▶ _WHAT THE TASK ASKS_:
Below is a set of records; print all of them exactly as written.

▶ _EXERCISE INPUT_:

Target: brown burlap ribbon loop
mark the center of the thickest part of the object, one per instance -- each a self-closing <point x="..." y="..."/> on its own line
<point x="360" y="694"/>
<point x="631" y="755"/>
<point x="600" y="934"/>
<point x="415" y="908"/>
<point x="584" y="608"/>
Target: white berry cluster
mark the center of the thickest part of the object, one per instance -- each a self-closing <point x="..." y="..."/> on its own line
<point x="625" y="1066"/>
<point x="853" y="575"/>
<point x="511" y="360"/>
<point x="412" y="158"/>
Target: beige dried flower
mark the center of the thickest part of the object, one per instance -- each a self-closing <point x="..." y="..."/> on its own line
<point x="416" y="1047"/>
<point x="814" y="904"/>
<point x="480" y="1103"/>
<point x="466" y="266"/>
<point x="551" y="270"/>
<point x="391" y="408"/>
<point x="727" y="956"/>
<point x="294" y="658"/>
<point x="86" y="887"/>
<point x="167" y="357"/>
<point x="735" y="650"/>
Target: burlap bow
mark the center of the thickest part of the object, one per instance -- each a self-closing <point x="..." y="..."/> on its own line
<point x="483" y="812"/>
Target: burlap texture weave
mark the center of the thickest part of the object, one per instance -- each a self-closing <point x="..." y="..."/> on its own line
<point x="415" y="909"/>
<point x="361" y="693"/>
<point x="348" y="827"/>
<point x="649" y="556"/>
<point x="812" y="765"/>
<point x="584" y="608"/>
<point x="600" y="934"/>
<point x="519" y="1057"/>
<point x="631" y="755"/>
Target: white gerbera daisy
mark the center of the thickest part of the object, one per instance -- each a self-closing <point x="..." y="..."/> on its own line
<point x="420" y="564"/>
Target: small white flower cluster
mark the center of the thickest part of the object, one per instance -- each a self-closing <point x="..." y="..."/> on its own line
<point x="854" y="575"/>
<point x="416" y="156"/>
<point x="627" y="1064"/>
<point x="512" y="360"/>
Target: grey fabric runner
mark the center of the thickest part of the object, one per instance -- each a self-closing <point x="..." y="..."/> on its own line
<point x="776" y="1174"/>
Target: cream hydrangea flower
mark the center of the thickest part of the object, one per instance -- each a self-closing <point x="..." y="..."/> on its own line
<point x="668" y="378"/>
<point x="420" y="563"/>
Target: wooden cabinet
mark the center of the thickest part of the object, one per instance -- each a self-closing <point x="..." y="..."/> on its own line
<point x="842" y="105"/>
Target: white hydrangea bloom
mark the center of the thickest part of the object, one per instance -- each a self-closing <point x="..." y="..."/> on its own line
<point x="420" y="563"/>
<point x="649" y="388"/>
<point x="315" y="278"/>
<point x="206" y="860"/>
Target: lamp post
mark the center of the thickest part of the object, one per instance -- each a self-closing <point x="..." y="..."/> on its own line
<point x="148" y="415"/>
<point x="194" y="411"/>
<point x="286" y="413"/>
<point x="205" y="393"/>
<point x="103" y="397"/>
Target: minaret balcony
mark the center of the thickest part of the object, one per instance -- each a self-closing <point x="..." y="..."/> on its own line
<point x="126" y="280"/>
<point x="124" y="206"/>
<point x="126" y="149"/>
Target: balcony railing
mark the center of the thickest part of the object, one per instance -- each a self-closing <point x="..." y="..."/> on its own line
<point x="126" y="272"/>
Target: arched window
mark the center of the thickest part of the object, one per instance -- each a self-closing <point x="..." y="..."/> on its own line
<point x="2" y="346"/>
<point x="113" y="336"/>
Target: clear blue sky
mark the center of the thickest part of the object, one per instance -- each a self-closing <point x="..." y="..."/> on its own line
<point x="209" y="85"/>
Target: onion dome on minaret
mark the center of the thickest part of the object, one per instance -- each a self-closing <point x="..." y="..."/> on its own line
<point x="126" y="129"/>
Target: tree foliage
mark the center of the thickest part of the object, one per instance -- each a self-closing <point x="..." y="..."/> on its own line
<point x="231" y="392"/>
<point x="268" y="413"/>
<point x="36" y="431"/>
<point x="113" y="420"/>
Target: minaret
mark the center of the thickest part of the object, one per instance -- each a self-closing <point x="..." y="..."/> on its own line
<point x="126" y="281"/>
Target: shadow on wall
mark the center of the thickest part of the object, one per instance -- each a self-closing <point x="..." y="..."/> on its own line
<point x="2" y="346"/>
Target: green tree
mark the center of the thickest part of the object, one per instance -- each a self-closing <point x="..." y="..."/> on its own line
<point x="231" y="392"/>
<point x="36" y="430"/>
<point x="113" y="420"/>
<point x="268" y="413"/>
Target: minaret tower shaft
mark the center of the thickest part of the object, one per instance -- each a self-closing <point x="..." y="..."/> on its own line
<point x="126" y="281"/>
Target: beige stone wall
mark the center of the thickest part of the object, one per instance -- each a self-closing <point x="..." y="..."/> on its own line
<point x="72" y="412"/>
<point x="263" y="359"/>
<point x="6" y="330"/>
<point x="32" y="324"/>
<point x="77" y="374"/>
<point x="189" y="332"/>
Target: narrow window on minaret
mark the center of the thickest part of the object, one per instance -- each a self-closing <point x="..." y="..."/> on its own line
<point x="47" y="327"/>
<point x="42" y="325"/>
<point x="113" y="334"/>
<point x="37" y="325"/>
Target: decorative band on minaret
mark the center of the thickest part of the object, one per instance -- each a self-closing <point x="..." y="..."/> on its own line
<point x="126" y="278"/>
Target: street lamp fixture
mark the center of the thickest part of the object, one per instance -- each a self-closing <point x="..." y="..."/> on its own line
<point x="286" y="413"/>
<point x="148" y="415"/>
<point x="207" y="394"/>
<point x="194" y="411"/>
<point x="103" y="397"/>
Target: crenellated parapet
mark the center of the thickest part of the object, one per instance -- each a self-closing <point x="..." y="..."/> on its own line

▶ _SOLUTION TO THIS TASK_:
Target: brown burlap ribbon loop
mark the center of the thickest part of the object, one per instance -- each a self-closing <point x="..." y="..."/> on its own line
<point x="360" y="694"/>
<point x="631" y="755"/>
<point x="600" y="934"/>
<point x="415" y="908"/>
<point x="584" y="608"/>
Target: white berry cluster
mark the center of the thickest part of the object, one per instance -- each a self-closing <point x="..." y="..."/> on its own line
<point x="625" y="1066"/>
<point x="853" y="575"/>
<point x="511" y="360"/>
<point x="412" y="158"/>
Target: beige dried flower
mark the center of the thickest part of the object, one per instance -- each a self-closing <point x="..." y="..."/> on its own line
<point x="416" y="1047"/>
<point x="814" y="904"/>
<point x="480" y="1103"/>
<point x="466" y="266"/>
<point x="551" y="270"/>
<point x="391" y="408"/>
<point x="727" y="956"/>
<point x="294" y="658"/>
<point x="86" y="887"/>
<point x="167" y="357"/>
<point x="735" y="650"/>
Target: burlap bow
mark the center of the thickest part of the object, one per instance -- each a self-closing <point x="..." y="..."/> on its own line
<point x="483" y="812"/>
Target: burlap texture weave
mark the center of the thickest part of the object, one per instance -- each a self-closing <point x="..." y="..."/> on its own line
<point x="415" y="909"/>
<point x="361" y="693"/>
<point x="348" y="827"/>
<point x="649" y="556"/>
<point x="812" y="765"/>
<point x="584" y="608"/>
<point x="600" y="934"/>
<point x="519" y="1057"/>
<point x="631" y="755"/>
Target: white gerbera daisy
mark the center of the thickest part of the object, one per instance -- each a self-closing <point x="..." y="..."/> on its own line
<point x="420" y="564"/>
Target: small white flower cluster
mark the center of the thickest part of the object, one per instance -- each a self-closing <point x="..." y="..."/> on its own line
<point x="854" y="575"/>
<point x="416" y="156"/>
<point x="627" y="1064"/>
<point x="512" y="360"/>
Target: grey fabric runner
mark the center of the thickest part of the object, one per instance -- each a self-closing <point x="..." y="..."/> on its own line
<point x="776" y="1174"/>
Target: cream hydrangea flower
mark the center of the thickest part of the object, one per instance -- each a self-closing <point x="..." y="..."/> on its own line
<point x="668" y="378"/>
<point x="420" y="563"/>
Target: wooden cabinet
mark the center of the thickest part of the object, one per instance -- each a self-closing <point x="..." y="..."/> on its own line
<point x="842" y="105"/>
Target: white hydrangea bloom
mark the center of the thickest part of the object, one per instance -- each a self-closing <point x="..." y="..."/> on its own line
<point x="420" y="563"/>
<point x="649" y="388"/>
<point x="315" y="278"/>
<point x="206" y="860"/>
Target: lamp post
mark the center of the thickest part of the object, one per instance -- each a self-closing <point x="..." y="..."/> on its own line
<point x="148" y="415"/>
<point x="194" y="411"/>
<point x="286" y="413"/>
<point x="205" y="393"/>
<point x="103" y="397"/>
Target: minaret balcony
mark the center of the thickest part of the object, one per instance -- each a self-closing <point x="..." y="..."/> on its own line
<point x="126" y="280"/>
<point x="124" y="206"/>
<point x="126" y="149"/>
Target: balcony railing
mark the center of the thickest part of the object, one per instance -- each a self-closing <point x="..." y="..."/> on its own line
<point x="126" y="272"/>
Target: arched window
mark the center of the thickest part of the object, one per instance -- each a self-closing <point x="..." y="..."/> on its own line
<point x="2" y="346"/>
<point x="113" y="336"/>
Target: clear blue sky
mark the center of the thickest part of the object, one per instance -- each a self-closing <point x="..." y="..."/> on its own line
<point x="209" y="85"/>
Target: onion dome on minaret
mark the center of the thickest part of the object, one per instance -- each a self-closing <point x="..." y="..."/> on its own line
<point x="126" y="129"/>
Target: tree foliage
mark the center of the thickest part of the object, one per instance -- each a self-closing <point x="..." y="..."/> on its own line
<point x="231" y="392"/>
<point x="268" y="413"/>
<point x="36" y="431"/>
<point x="113" y="420"/>
Target: minaret
mark the center of the thickest part of the object, one per instance -- each a self-closing <point x="..." y="..."/> on its own line
<point x="126" y="281"/>
Target: shadow on wall
mark the center of the thickest part of the object, one per instance -- each a self-closing <point x="..." y="..."/> on its own line
<point x="2" y="346"/>
Target: green tree
mark the center of the thickest part of the object, one per instance -- each a self-closing <point x="..." y="..."/> on its own line
<point x="231" y="392"/>
<point x="36" y="430"/>
<point x="113" y="420"/>
<point x="268" y="413"/>
Target: minaret tower shaft
mark the center of the thickest part of the object, one per instance -- each a self-closing <point x="..." y="..."/> on its own line
<point x="126" y="281"/>
Target: beige stone wall
mark the center of the thickest part of the object, one per instance -- each a self-closing <point x="..." y="..."/> on its own line
<point x="72" y="412"/>
<point x="263" y="359"/>
<point x="6" y="330"/>
<point x="32" y="324"/>
<point x="77" y="374"/>
<point x="189" y="332"/>
Target: narrow window on minaret
mark the center of the thickest part of the object, one per instance -- each a self-closing <point x="..." y="..."/> on its own line
<point x="47" y="327"/>
<point x="42" y="325"/>
<point x="113" y="334"/>
<point x="37" y="325"/>
Target: decorative band on minaret
mark the center of the thickest part of the object, one per instance -- each a self-closing <point x="..." y="..."/> on its own line
<point x="126" y="278"/>
Target: street lamp fixture
mark the center of the thickest part of the object, one per instance -- each a self-closing <point x="..." y="..."/> on its own line
<point x="286" y="413"/>
<point x="148" y="415"/>
<point x="207" y="394"/>
<point x="194" y="411"/>
<point x="103" y="397"/>
Target: crenellated parapet
mark the center of the thickest part of the object, one per instance -- each a self-closing <point x="..." y="..."/> on its own line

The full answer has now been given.